◆ Dataset content
________

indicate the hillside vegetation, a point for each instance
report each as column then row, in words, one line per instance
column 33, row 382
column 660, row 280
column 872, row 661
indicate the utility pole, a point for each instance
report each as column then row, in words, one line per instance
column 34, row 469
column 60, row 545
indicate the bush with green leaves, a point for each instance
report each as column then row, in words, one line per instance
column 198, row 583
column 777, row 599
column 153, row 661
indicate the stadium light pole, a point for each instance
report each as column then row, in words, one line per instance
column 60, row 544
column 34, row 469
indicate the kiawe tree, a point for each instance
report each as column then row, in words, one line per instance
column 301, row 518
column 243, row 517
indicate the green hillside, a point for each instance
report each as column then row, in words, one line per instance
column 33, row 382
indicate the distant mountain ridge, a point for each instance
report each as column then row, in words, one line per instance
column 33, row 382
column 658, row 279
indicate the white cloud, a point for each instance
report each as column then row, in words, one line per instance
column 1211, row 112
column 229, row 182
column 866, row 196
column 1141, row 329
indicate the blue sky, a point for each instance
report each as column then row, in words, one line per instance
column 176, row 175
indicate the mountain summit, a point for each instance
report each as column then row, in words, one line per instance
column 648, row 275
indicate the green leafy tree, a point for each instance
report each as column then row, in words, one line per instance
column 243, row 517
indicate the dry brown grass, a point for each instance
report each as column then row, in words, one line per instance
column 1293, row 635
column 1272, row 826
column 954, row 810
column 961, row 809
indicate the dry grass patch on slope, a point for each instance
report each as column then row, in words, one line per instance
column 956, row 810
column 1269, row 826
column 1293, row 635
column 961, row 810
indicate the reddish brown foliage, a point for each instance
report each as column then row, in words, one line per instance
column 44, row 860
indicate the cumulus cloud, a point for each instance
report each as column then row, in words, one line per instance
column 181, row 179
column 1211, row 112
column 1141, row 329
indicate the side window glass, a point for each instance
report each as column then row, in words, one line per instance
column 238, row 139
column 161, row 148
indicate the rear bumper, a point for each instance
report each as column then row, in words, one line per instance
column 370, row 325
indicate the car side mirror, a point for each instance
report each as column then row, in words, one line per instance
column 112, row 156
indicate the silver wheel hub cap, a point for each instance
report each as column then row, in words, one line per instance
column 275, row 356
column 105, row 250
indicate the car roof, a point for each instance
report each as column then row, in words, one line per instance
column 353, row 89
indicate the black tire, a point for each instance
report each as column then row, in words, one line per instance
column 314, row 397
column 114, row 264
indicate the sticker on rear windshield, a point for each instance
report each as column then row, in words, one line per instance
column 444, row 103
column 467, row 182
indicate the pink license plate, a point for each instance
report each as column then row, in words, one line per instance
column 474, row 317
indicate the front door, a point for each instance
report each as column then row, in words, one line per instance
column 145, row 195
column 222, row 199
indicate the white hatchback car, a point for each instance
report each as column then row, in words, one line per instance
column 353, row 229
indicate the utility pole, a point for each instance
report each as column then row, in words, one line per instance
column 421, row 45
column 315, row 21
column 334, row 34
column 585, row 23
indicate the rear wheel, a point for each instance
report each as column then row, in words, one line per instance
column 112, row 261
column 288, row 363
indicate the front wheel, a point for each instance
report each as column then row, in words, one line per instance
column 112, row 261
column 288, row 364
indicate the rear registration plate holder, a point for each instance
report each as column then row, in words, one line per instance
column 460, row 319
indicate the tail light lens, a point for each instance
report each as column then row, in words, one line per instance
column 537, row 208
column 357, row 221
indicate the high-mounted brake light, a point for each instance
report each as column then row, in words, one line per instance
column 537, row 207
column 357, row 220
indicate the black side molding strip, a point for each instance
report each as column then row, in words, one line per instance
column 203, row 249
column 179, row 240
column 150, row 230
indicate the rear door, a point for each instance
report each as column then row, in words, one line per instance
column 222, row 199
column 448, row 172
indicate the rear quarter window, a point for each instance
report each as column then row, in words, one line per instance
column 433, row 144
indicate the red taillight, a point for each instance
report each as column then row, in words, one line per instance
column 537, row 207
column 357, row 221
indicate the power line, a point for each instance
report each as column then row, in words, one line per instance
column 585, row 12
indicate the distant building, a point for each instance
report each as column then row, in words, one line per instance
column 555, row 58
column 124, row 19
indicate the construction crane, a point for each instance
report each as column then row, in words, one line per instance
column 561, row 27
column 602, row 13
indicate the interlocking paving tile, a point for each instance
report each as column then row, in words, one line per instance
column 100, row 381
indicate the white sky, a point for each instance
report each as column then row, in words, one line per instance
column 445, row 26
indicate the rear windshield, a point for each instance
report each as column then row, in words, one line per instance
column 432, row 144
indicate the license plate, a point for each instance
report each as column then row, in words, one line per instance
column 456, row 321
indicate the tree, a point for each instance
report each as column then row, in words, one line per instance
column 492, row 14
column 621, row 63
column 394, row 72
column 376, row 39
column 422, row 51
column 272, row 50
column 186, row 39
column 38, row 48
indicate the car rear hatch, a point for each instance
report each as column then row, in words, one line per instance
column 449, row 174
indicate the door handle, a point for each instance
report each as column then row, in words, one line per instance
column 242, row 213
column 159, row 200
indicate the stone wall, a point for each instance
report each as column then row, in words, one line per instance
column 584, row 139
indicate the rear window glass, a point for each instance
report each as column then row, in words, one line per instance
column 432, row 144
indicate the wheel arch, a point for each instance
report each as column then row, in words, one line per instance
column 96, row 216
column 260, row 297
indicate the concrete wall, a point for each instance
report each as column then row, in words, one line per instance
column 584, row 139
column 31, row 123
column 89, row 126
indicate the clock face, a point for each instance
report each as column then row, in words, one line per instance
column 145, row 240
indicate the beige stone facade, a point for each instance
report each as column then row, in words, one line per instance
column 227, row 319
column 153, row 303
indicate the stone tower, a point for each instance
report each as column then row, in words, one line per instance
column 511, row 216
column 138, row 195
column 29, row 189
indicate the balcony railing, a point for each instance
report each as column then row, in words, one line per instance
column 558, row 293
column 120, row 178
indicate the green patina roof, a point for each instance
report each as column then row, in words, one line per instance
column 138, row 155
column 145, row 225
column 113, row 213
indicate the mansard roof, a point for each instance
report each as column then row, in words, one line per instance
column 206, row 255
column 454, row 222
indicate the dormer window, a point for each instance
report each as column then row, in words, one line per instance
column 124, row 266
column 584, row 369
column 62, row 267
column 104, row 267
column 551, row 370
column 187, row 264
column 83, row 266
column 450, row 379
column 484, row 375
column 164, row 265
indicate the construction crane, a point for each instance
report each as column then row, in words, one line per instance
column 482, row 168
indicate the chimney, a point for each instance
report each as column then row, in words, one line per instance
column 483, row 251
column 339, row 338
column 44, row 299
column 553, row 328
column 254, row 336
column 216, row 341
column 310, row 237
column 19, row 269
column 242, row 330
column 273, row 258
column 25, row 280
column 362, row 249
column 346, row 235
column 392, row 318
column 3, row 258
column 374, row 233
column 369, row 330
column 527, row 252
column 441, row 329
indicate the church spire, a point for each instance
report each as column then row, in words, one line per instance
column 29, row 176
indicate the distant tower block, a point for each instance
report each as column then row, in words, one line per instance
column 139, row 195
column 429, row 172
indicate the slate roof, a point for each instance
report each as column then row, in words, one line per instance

________

Rewrite the entries from the line containing "indicate the green patina" to the line containing "column 482, row 168", both included, as a two-column CSV with the headers request and points. Make one row per request, quoting each field and replacing line breaks with spaces.

◆ Final result
request,points
"indicate the green patina roof, a point for each instance report each as column then row, in words, one line per instance","column 138, row 155 column 145, row 225 column 113, row 213"
"indicate the mansard roof, a point for each instance report each as column then row, in words, one line per instance","column 206, row 255 column 454, row 222"
"indicate the dormer window, a point for each instance report each as column then row, in words, one line per instance","column 124, row 266 column 584, row 369 column 62, row 267 column 104, row 267 column 551, row 370 column 187, row 264 column 83, row 266 column 450, row 379 column 484, row 375 column 164, row 265"
"indicate the construction crane, a point for each instance report each as column then row, in words, one line per instance","column 482, row 168"